Exercise materials |
---

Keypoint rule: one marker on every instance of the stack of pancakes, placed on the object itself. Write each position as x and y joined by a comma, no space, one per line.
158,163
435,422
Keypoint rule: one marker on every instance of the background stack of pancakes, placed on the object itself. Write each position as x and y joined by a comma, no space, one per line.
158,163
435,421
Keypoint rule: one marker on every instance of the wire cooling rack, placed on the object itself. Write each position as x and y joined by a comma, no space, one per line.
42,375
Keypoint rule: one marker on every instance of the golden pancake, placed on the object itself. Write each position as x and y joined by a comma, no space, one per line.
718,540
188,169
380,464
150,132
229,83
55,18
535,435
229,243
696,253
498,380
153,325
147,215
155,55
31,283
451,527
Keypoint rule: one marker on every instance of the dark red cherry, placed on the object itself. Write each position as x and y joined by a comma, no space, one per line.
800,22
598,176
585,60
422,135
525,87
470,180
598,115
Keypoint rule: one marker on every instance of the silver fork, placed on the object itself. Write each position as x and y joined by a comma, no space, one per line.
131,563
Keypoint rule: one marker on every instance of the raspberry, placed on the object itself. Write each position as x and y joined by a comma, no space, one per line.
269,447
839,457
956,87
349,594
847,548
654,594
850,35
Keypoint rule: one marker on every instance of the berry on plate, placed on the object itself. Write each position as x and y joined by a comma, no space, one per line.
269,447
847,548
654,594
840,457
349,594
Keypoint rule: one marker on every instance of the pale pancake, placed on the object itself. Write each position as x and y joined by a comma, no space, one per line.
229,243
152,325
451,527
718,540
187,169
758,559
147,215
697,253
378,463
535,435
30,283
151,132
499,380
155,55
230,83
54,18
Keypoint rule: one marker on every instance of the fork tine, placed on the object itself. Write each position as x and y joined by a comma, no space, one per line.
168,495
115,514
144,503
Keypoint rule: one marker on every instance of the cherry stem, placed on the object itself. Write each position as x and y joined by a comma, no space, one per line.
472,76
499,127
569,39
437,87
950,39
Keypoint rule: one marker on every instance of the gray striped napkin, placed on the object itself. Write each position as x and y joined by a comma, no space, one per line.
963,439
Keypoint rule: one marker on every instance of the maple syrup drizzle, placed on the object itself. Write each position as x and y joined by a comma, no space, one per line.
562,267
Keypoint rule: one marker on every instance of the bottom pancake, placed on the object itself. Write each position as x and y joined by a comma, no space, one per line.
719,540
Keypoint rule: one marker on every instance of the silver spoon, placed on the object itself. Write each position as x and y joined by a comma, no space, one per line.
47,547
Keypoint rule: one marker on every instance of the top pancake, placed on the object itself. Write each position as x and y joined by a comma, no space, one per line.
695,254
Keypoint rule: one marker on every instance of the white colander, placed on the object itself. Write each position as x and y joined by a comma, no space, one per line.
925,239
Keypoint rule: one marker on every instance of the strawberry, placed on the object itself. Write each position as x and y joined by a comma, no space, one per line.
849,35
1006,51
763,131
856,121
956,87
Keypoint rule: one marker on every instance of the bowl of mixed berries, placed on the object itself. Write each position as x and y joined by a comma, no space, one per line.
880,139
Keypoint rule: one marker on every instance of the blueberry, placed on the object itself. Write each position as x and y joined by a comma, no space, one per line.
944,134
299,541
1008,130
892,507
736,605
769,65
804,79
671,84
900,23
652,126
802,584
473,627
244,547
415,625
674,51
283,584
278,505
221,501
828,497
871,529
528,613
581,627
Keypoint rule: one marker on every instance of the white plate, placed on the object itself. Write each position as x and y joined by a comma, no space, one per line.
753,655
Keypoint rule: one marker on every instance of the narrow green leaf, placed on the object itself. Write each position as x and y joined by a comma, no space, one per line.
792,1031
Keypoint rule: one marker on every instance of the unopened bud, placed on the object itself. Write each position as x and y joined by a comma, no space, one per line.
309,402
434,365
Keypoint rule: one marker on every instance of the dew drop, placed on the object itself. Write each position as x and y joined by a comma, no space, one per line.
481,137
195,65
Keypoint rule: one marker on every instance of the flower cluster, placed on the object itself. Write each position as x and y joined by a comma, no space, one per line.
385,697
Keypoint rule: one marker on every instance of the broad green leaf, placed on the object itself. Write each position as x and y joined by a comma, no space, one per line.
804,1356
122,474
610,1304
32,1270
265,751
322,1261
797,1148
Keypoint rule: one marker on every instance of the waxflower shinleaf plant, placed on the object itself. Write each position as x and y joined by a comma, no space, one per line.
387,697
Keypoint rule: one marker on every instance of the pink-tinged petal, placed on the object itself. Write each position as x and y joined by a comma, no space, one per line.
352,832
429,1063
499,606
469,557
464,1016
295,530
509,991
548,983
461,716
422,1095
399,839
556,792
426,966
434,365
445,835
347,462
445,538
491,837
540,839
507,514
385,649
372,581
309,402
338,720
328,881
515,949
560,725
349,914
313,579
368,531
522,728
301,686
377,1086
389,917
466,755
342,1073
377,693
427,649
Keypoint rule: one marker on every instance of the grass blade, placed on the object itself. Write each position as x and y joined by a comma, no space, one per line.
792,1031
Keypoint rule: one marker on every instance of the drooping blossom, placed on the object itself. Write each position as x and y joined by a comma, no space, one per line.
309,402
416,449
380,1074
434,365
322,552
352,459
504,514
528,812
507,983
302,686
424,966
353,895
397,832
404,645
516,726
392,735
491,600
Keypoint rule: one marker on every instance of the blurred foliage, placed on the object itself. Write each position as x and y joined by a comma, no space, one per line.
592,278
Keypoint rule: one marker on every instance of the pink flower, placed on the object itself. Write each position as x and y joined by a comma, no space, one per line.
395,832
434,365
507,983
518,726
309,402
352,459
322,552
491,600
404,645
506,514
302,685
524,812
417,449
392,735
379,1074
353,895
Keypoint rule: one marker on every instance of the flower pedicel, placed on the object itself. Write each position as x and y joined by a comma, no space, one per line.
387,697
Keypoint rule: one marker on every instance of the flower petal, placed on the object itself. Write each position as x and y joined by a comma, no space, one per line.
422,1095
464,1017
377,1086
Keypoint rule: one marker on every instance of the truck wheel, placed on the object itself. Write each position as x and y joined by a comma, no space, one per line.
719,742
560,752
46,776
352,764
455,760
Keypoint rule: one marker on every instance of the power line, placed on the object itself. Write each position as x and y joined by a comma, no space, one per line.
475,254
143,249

---

Your task |
Reproduce all the data precisely, word for word.

Task solution |
Keypoint rule: one marker on every instance of the stack of pancakes, placed on the object itself. Write each position as x and y joined by a comma, no space, one per line.
158,163
435,422
Keypoint rule: one marker on every instance of the background stack of pancakes, placed on the object itself. Write each position as x and y joined by a comma, no space, one per line.
158,163
435,421
Keypoint rule: one marker on every instance of the wire cooling rack, placed on the object itself. Write each position as x and y joined by a comma, no space, one per line.
42,375
Keypoint rule: one marker on every instance of the golden pancake, placed on the object itself. Write each position as x and y joined by a comma, no space, one per line.
718,540
188,169
380,464
150,132
229,83
55,18
535,435
229,243
696,253
498,380
153,325
147,215
155,55
31,283
451,527
Keypoint rule: one marker on every instance of the dark red cherry, placed on the object itself. Write each position as x and y joined by a comma, no space, one per line.
800,22
598,176
585,60
422,135
525,87
470,180
598,115
Keypoint rule: one marker on every instance of the silver fork, placed on the object itself. Write each position as x and y joined by a comma, no space, one per line.
131,563
Keypoint rule: one marker on every instance of the raspberry, placed on the object itself. Write each position as x and y joined by a comma, no space, one per line.
269,447
839,457
956,87
349,594
847,548
654,594
850,35
Keypoint rule: one marker on every instance of the berry on plate, placed on the object itself. Write each position as x and y joined by a comma, no space, one per line.
269,447
847,548
654,594
840,457
349,594
Keypoint rule: one marker on every instance of the pale pancake, placed on the object itself. Write each position as x and y joined by a comma, no space, one per line.
229,243
152,325
451,527
718,540
187,169
758,559
147,215
697,253
378,463
535,435
30,283
151,132
499,380
155,55
230,83
54,18
Keypoint rule: one marker on every instance of the fork tine, placed on the object itself. Write each position as x and y joined by a comma, no space, one per line.
168,495
115,514
144,503
Keypoint rule: one marker on every instance of the cherry stem, placed on the object itself. Write each position as x and y joined by a comma, no space, one per line.
472,76
499,127
569,39
437,87
950,39
Keypoint rule: one marker on every instance of the gray striped napkin, placed on the object itself. Write each position as x and y joined by a comma, no space, one per line.
963,439
Keypoint rule: one marker on every instance of the maple syrup drizzle, placed on the object itself. Write each position as x and y joined by a comma, no space, one per line.
562,267
Keypoint rule: one marker on every instance of the bottom pancake, placed on the object itself. Write each position as x and y joined by a comma, no space, one per line.
719,540
Keypoint rule: one marker on every instance of the silver spoon, placed on the object itself. Write each position as x and y joined by a comma, no space, one per line.
47,547
Keypoint rule: one marker on every instance of the top pancake, placed on the object itself. Write each position as x and y joined by a comma, no space, one per line.
695,254
Keypoint rule: one marker on every instance of the white colander, placed on the object itself. Write each position as x and y joined by a comma, no space, one per line.
925,239
Keypoint rule: one marker on every instance of the strawberry, placed on the object itself. Write each position as x and y joined by a comma, no space, one per line.
849,35
1006,51
763,131
856,121
956,87
Keypoint rule: one marker on every instance of the bowl of mixed berries, placed on the object itself. Write each position as x and y joined by a comma, no space, one per line.
880,139
Keypoint rule: one marker on every instance of the blueberry, placed on the object itself. Write each position as x and y joined by a comma, no space, one per line.
944,134
299,541
1008,130
892,507
736,605
769,65
804,79
671,84
900,23
652,126
802,584
473,627
244,547
415,625
674,51
283,584
278,505
221,501
828,497
871,529
528,613
581,627
Keypoint rule: one marker on every instance of the white plate, placed on the object itself. Write each position as x and y joined by a comma, no space, one per line.
753,655
Keypoint rule: one marker on every instance of the narrow green leaf, placed on the object itself. Write each position as x and y joined by a comma, no space, one per line.
792,1031
Keypoint rule: one marker on every instance of the unopened bud, placed on the object itself. Write each position as x and y joined by a comma, no space, one per line.
309,402
434,365
Keypoint rule: one marker on every instance of the dew drop, placed on the object itself. Write each position as x and y joined by a comma, no space, one per line.
481,137
195,65
Keypoint rule: one marker on every instance of the flower cluster, placed on the object itself. Write each position as x and y joined by a comma, no space, one per line.
385,697
Keypoint rule: one marker on every instance of the broad green leaf, placed on the object itself. Write each position as x and y joined by a comma, no space, one per line.
804,1356
122,474
610,1304
32,1270
265,751
322,1261
797,1148
Keypoint rule: one marker on every instance of the waxflower shinleaf plant, placed on the object itself. Write each position as x and y joined by a comma, no space, one per line.
387,697
Keypoint rule: one marker on every instance of the pink-tinged petal, placed on the object itself. Write each position as x and y joined by a comma, no space, one per line.
352,832
429,1063
499,606
469,557
464,1016
295,530
509,991
548,983
461,716
422,1095
399,839
556,792
426,966
434,365
445,835
347,462
445,538
491,837
540,839
507,514
385,649
372,581
309,402
338,720
328,881
515,949
560,725
349,914
313,579
368,531
522,728
301,686
377,1086
389,917
466,755
342,1073
377,693
427,649
Keypoint rule: one marker on every instance of the grass blade, placed on the object itself. Write each position as x and y joined by a comma, no space, one per line.
792,1031
Keypoint rule: one marker on every instance of the drooping blossom, placed on the object itself. Write each position as x and y joined by a comma, no space, one per line.
309,402
416,449
380,1074
434,365
322,552
352,459
504,514
528,812
507,983
302,686
424,966
353,895
397,832
404,645
516,726
392,735
491,600
Keypoint rule: one marker on every instance of the blurred foliage, placed on the object itself. Write each position as x and y joined by a comma, no space, one per line.
592,278
Keypoint rule: one marker on every instance of the pink flower, placed on the object itself. Write each position as x and y joined by a comma, no space, one per line.
395,832
434,365
507,983
518,726
309,402
352,459
322,552
491,600
404,645
506,514
302,685
524,812
417,449
392,735
379,1074
353,895
Keypoint rule: one marker on every instance of the flower pedicel, placed on the object itself. Write each position as x and y joined by a comma, no space, one per line.
387,697
Keypoint rule: one marker on every instance of the flower petal, placed on the object itself. Write each position as x and y joined by a comma, no space, one per line.
422,1095
464,1017
377,1086
Keypoint rule: one marker on every instance of the truck wheel, placed on the object itself. Write each position as x and y joined by a comma, no space, one per line.
719,742
560,752
46,776
352,764
455,760
Keypoint rule: one marker on every instance of the power line, placed on the object itself. Write each position as x and y joined by a comma, no space, one per line.
475,254
143,249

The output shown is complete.